=== Record excerpts ===
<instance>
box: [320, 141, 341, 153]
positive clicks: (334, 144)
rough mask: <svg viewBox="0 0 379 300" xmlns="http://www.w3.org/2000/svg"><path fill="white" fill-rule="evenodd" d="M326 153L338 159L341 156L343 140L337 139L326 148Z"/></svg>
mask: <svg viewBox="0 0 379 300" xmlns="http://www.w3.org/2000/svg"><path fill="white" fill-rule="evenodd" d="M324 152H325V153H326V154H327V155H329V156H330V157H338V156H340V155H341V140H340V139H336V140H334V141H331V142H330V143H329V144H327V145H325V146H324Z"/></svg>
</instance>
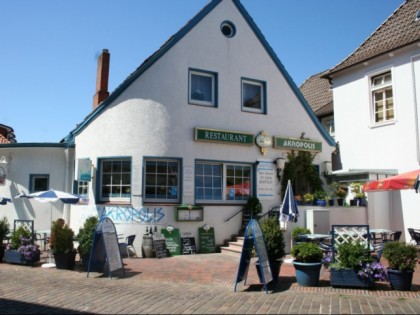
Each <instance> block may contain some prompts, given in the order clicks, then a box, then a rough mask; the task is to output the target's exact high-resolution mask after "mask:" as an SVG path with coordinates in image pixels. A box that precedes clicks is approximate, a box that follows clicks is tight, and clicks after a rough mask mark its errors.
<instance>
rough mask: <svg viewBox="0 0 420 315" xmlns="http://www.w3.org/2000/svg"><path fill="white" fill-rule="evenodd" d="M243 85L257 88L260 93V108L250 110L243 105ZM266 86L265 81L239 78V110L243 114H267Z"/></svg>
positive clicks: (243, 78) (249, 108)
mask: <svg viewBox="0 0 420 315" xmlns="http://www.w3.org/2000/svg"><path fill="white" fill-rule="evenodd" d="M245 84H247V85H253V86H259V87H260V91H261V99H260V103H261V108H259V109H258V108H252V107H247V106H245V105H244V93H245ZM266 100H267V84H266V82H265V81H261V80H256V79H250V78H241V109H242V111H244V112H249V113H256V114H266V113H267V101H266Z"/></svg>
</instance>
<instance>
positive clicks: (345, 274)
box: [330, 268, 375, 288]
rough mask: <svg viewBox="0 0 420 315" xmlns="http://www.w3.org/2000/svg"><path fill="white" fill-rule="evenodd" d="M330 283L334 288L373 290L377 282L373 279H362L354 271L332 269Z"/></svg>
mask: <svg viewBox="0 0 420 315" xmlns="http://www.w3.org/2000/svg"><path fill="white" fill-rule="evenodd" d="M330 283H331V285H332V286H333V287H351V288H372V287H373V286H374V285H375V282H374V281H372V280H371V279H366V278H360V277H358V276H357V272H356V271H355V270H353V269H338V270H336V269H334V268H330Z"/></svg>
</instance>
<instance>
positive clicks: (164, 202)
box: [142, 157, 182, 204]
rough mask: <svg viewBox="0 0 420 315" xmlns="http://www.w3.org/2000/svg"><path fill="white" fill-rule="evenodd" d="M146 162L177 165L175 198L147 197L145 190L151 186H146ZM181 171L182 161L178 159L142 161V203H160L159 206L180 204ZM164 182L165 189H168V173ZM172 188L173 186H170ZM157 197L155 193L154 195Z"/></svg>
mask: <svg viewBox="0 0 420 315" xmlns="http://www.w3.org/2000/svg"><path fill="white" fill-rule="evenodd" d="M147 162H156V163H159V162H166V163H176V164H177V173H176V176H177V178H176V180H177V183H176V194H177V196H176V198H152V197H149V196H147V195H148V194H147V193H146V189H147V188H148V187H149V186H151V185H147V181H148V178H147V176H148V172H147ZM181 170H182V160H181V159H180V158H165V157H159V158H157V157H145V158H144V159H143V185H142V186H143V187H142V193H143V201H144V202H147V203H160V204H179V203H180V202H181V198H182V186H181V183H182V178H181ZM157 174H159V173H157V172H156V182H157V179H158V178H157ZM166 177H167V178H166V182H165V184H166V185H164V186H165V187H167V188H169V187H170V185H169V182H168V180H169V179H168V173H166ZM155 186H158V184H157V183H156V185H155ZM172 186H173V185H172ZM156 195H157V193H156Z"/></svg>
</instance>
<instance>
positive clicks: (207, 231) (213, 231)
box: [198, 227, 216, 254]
===
What to do — Copy out every item above word for word, leaving out the pictures.

Reply —
<instance>
box: [320, 141, 341, 153]
positive clicks: (334, 144)
rough mask: <svg viewBox="0 0 379 300" xmlns="http://www.w3.org/2000/svg"><path fill="white" fill-rule="evenodd" d="M326 153L338 159L341 156L343 140L337 139L326 148Z"/></svg>
mask: <svg viewBox="0 0 379 300" xmlns="http://www.w3.org/2000/svg"><path fill="white" fill-rule="evenodd" d="M324 152H325V153H326V154H327V155H329V156H330V157H338V156H340V155H341V140H340V139H336V140H334V141H331V142H330V143H329V144H327V145H325V146H324Z"/></svg>
</instance>
Each <instance> block may contain some prompts, given in the order clicks, then a box, then a rough mask; the task is to output the target's exact high-resolution mask after "mask:" as an SVG path with coordinates in image pixels. A box that precedes clicks is approximate, a box that follows clicks is tight, and clicks after a rough mask mark its errors.
<instance>
rough mask: <svg viewBox="0 0 420 315" xmlns="http://www.w3.org/2000/svg"><path fill="white" fill-rule="evenodd" d="M243 85L257 88L260 93V108L250 110L243 105ZM266 86L265 81L239 78V110L243 114H267Z"/></svg>
positive clicks: (243, 78) (249, 108)
mask: <svg viewBox="0 0 420 315" xmlns="http://www.w3.org/2000/svg"><path fill="white" fill-rule="evenodd" d="M245 84H247V85H253V86H259V87H260V91H261V99H260V103H261V108H259V109H258V108H252V107H247V106H245V105H244V93H245ZM266 100H267V84H266V82H265V81H261V80H256V79H250V78H241V109H242V111H244V112H249V113H256V114H266V113H267V101H266Z"/></svg>
</instance>
<instance>
positive clicks: (345, 274)
box: [330, 268, 375, 288]
rough mask: <svg viewBox="0 0 420 315" xmlns="http://www.w3.org/2000/svg"><path fill="white" fill-rule="evenodd" d="M330 283L334 288L373 290L377 282L373 279H362L354 271L332 269Z"/></svg>
mask: <svg viewBox="0 0 420 315" xmlns="http://www.w3.org/2000/svg"><path fill="white" fill-rule="evenodd" d="M330 283H331V285H332V286H333V287H351V288H372V287H373V286H374V285H375V282H374V281H372V280H371V279H366V278H360V277H358V276H357V272H356V271H355V270H353V269H338V270H336V269H334V268H330Z"/></svg>
</instance>
<instance>
positive clicks: (164, 202)
box: [142, 157, 182, 204]
rough mask: <svg viewBox="0 0 420 315" xmlns="http://www.w3.org/2000/svg"><path fill="white" fill-rule="evenodd" d="M146 162L177 165L175 198L147 197L145 190L151 186H146ZM181 171L182 161L178 159L142 161V203H160L159 206L180 204ZM164 182L165 189H168V173ZM172 188L173 186H170ZM157 197L155 193L154 195Z"/></svg>
mask: <svg viewBox="0 0 420 315" xmlns="http://www.w3.org/2000/svg"><path fill="white" fill-rule="evenodd" d="M147 162H156V163H159V162H166V163H176V164H177V173H176V176H177V178H176V180H177V183H176V194H177V196H176V198H152V197H149V196H147V195H148V194H147V193H146V189H147V188H148V187H149V186H151V185H147V181H148V178H147V176H148V172H147ZM181 170H182V160H181V159H180V158H165V157H159V158H157V157H145V158H144V159H143V185H142V186H143V187H142V193H143V201H144V202H147V203H160V204H179V203H180V202H181V198H182V186H181V183H182V178H181ZM157 174H159V173H157V172H156V182H157V179H158V178H157ZM166 177H167V178H166V182H165V184H166V185H164V186H165V187H167V188H169V187H170V185H169V182H168V180H169V179H168V173H166ZM155 186H158V184H157V183H156V185H155ZM172 186H173V185H172ZM156 195H157V193H156Z"/></svg>
</instance>
<instance>
positive clicks: (207, 231) (213, 231)
box: [198, 227, 216, 254]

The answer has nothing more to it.